>>>>

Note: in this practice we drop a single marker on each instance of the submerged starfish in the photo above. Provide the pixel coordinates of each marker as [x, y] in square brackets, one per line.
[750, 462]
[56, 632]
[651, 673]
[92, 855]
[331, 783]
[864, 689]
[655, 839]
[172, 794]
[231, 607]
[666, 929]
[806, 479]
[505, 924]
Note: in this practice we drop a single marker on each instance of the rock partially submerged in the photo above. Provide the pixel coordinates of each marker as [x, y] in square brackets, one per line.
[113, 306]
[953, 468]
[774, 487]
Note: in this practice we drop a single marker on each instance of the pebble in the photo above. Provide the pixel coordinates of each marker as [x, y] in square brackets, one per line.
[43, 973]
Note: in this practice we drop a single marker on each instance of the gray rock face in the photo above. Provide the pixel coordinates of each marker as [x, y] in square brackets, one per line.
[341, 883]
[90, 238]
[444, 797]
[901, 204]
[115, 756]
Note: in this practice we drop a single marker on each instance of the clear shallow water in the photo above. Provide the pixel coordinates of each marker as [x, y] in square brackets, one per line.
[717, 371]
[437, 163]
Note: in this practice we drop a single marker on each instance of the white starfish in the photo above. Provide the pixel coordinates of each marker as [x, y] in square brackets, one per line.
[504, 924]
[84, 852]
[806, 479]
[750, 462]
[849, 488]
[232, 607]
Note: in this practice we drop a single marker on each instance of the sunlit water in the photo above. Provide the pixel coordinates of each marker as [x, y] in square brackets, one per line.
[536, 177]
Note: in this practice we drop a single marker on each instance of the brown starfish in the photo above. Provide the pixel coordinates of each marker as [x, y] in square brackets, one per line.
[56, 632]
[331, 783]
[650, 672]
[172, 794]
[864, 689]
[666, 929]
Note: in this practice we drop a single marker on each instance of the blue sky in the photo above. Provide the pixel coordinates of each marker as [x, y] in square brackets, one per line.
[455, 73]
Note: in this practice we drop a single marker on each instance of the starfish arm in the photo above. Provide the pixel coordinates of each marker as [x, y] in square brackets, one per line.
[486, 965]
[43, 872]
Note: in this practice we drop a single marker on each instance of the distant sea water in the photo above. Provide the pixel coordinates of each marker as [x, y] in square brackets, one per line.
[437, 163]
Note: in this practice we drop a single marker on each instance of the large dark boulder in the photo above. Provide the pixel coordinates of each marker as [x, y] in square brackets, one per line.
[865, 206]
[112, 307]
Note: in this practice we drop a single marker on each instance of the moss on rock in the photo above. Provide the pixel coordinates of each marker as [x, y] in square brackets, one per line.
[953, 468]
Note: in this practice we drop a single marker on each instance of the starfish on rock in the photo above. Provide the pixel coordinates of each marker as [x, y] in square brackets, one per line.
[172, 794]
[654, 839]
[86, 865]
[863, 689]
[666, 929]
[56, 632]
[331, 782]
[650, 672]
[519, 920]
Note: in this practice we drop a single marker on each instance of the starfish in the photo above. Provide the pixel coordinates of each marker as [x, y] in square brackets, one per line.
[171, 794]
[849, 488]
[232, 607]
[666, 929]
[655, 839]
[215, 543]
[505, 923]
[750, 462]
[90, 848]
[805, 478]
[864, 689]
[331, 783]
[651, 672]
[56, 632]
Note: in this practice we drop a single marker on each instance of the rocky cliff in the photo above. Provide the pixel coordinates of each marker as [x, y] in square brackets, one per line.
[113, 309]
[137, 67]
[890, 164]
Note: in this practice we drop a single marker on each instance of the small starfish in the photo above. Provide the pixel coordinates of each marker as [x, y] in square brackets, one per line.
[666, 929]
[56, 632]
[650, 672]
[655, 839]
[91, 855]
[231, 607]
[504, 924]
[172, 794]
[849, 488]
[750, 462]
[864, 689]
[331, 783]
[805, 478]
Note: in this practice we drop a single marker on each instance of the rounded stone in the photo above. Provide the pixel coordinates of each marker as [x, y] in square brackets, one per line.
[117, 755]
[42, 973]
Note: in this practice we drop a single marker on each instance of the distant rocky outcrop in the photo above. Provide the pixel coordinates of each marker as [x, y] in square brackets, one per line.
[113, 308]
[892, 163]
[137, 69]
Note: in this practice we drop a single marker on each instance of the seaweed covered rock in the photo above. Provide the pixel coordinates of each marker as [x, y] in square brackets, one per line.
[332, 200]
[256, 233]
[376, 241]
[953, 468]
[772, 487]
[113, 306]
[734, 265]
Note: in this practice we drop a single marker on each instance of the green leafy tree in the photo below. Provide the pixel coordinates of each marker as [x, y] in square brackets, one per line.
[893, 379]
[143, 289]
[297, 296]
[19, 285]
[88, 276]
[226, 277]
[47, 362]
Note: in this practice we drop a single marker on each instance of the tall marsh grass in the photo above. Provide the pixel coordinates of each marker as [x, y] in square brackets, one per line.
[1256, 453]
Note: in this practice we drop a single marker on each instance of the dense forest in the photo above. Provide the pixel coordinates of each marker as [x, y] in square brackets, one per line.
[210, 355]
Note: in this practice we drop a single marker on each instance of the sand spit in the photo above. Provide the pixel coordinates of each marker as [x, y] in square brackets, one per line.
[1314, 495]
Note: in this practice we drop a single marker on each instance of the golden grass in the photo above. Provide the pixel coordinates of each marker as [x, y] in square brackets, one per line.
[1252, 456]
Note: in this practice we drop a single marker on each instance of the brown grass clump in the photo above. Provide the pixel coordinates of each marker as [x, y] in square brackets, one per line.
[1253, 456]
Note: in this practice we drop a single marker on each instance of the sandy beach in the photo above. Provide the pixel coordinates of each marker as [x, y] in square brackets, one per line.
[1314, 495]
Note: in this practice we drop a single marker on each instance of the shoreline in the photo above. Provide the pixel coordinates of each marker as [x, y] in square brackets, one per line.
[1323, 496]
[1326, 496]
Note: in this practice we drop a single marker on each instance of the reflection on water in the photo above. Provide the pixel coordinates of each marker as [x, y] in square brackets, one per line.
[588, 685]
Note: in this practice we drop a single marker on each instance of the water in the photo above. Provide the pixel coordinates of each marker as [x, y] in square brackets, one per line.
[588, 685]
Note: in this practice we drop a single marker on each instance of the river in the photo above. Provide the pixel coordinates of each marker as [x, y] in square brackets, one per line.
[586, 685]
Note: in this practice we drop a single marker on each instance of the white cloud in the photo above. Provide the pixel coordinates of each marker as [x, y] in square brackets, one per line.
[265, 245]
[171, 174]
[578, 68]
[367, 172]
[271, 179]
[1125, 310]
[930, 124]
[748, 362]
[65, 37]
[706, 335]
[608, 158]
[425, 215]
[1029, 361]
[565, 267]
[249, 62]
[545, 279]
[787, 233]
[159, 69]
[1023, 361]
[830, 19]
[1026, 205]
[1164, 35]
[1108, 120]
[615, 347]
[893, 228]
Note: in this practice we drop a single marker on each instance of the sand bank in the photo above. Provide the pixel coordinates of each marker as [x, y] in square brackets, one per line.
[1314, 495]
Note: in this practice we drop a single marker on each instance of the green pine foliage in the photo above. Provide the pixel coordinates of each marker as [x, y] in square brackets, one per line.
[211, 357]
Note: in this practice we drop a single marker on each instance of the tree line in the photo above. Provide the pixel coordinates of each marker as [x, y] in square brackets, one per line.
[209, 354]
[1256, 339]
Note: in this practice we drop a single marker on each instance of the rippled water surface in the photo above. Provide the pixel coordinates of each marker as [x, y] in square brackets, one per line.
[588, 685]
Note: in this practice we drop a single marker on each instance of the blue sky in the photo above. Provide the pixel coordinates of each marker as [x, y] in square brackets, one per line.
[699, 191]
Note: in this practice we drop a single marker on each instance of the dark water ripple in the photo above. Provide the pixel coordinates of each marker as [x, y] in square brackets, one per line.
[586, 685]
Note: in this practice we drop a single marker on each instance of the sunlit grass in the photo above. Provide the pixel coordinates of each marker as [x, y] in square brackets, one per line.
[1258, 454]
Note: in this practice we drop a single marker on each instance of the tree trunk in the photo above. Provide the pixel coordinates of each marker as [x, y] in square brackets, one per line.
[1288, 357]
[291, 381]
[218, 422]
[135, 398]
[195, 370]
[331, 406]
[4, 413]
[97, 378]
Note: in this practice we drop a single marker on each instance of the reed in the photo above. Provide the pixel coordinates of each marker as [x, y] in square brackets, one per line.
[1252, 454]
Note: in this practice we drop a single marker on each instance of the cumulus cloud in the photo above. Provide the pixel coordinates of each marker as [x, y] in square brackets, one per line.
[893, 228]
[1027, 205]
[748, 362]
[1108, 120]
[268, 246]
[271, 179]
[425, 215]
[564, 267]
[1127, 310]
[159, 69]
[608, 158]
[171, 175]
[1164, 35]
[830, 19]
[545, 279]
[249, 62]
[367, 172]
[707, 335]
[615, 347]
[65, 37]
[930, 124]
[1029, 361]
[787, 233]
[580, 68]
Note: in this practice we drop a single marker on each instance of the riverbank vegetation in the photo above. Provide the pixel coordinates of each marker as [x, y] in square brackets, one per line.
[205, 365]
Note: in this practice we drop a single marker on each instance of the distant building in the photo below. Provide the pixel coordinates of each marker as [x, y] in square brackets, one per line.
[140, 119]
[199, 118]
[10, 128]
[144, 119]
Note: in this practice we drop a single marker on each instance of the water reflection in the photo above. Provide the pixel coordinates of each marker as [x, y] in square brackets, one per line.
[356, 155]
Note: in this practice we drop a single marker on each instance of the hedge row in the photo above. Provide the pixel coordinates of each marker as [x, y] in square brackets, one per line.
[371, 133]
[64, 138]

<<<<

Required work
Repeat only the stretch of lines that opens with the line containing "of the riverbank" and closes with the final line of the entries, both included, exactly as written.

Result of the exercise
Note: in this practice we drop a single marker on each instance of the riverbank vegetation in the photo above. Provide the pixel coordinates of each marker as [x, y] in square brackets, one per line.
[205, 365]
Note: in this practice we drop a single marker on each instance of the distant building in the photo below. Provide the pixel coordinates of each marker as [x, y] in square brackets, one per line.
[140, 119]
[199, 118]
[10, 128]
[144, 119]
Note: in this practice we drop a single marker on each instance of the water reflection in the photo above. Provide the pixel coordinates of each marker as [x, y] in square brackets, one per line.
[356, 155]
Note: in this practice we drop a single marker on each instance of the hedge row in the photo above. Provide the pixel coordinates of each marker as [x, y] in square brackets, one per line.
[371, 133]
[64, 138]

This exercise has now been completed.